> **Do this**: Copy out all of the data below line for line, keeping every character unchanged.

——

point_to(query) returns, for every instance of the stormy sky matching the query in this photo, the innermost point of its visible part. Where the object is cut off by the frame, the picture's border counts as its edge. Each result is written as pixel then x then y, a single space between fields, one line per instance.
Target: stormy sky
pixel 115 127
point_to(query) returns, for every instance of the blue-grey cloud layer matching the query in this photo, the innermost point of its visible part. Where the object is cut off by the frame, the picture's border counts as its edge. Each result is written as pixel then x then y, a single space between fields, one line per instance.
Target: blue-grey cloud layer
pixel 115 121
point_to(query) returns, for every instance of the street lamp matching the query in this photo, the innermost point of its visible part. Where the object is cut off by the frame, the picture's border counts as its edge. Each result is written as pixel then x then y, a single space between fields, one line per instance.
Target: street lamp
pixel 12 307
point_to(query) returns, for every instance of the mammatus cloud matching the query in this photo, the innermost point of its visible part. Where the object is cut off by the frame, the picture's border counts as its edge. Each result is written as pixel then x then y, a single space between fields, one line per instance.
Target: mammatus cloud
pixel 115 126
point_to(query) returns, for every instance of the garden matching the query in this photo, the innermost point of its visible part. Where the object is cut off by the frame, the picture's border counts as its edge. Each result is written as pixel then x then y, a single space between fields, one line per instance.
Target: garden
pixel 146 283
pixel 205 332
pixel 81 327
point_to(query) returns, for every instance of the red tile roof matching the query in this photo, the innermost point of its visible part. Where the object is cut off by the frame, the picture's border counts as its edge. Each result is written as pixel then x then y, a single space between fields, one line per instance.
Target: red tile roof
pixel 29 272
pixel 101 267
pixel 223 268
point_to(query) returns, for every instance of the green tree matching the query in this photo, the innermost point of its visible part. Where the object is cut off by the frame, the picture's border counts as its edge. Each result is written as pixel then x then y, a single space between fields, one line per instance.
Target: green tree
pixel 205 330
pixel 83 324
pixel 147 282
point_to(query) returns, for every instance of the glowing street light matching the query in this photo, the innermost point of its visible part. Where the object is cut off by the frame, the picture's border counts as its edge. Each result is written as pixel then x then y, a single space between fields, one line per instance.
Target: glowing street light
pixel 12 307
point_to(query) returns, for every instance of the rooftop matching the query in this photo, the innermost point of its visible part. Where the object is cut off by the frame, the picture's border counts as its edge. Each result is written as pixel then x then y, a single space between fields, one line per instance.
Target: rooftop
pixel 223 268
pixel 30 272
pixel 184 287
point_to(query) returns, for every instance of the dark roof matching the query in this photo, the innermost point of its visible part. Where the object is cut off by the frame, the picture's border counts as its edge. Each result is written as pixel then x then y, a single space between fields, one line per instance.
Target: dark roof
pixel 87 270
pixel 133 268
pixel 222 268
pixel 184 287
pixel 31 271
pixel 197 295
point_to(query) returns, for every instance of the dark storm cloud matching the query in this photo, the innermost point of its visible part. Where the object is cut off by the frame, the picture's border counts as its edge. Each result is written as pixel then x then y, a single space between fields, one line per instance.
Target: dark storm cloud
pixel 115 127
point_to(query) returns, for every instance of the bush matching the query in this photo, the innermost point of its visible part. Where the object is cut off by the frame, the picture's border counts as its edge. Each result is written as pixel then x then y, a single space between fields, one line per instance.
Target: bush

——

> **Task output**:
point_to(query) returns, for every instance of the stormy sky matching the query in this photo, the innermost point of its visible part. Where the object is cut off by the frame, the picture's border counts as its edge. Each result is written as pixel then x then y, a single space between fields, one line per instance.
Target: stormy sky
pixel 115 127
point_to(query) returns, for every instance of the blue-grey cloud layer matching the query in this photo, the innermost point of its visible part. Where the object is cut off by the frame, the picture's border counts as its edge. Each result is written as pixel then x then y, a single space between fields, one line per instance.
Target: blue-grey cloud layer
pixel 115 121
point_to(query) returns, for every instance of the street lamp matching the query in this photo, the innermost point of its visible part. Where the object is cut off by the frame, the picture's border counts as its edge. Each result is written as pixel then x then y, a single space between fields, one line per instance.
Target: street lamp
pixel 12 307
point_to(query) returns, for every instance of the mammatus cloud matching the query in this photo, the innermost point of its visible part. Where the object is cut off by the frame, the picture's border counts as its edge. Each result is written as pixel then x then y, a single space between fields, one line per instance.
Target: mammatus cloud
pixel 115 126
point_to(query) returns, for every instance of the garden matching the query in this photo, the innermost point of its visible part. Where the object is cut off by the frame, the picture's border counts as its edge. Each result is written as pixel then x then y, a single space between fields, one line per instance.
Target: garden
pixel 146 283
pixel 205 332
pixel 81 327
point_to(query) returns, for every instance of the red tile roof matching the query in this photo, the innermost point of its visible part. Where the object is cut off by the frame, the picture's border counts as its edge. Each result is written as pixel then x then y, a single space between fields, one line per instance.
Target: red tile roof
pixel 29 272
pixel 101 267
pixel 223 268
point_to(query) returns, for every instance of the green tree matching the query in this photo, the innermost point of its visible part. Where the object is cut off by the frame, the picture's border counts as its edge. Each result is written as pixel then x then y, a single space between fields, one line per instance.
Target: green tree
pixel 205 330
pixel 83 324
pixel 147 282
point_to(query) returns, for every instance of the glowing street light matching the query in this photo, the innermost point of its visible part. Where the object is cut off by the frame, the picture's border counts as its edge. Each result is written as pixel then x then y, a single space between fields, one line per instance.
Target: glowing street light
pixel 12 307
point_to(query) returns, for every instance of the rooftop matching the query in this photo, the innermost point of its visible part. Where the object is cut off by the frame, the picture's border counts as its edge. Each result is written as pixel then x then y, a single space between fields, one line per instance.
Target: rooftop
pixel 223 268
pixel 30 272
pixel 184 287
point_to(query) returns, for every instance of the dark roof matching the query in this photo, the innermost point of its visible part. Where the object is cut off by the frame, the picture's border counts as its edge. Each result is written as pixel then x then y, a single space between fields, one line per instance.
Target: dark roof
pixel 87 270
pixel 133 268
pixel 222 268
pixel 184 287
pixel 31 271
pixel 197 295
point_to(query) returns, for every instance of the dark storm cloud matching the query in this photo, the innermost point of its visible part. Where the object is cut off by the frame, the picture's border counts as its edge. Each result is written as pixel then x then y, a single space between fields, one line per instance.
Target: dark storm cloud
pixel 115 127
point_to(query) returns, for every instance of the bush matching the query in this photo, the innermost point of its visible part. Where the object is cut off by the frame, the picture's border counts as its edge. Each result is written as pixel then x then y, a single space between fields, one line per instance.
Target: bush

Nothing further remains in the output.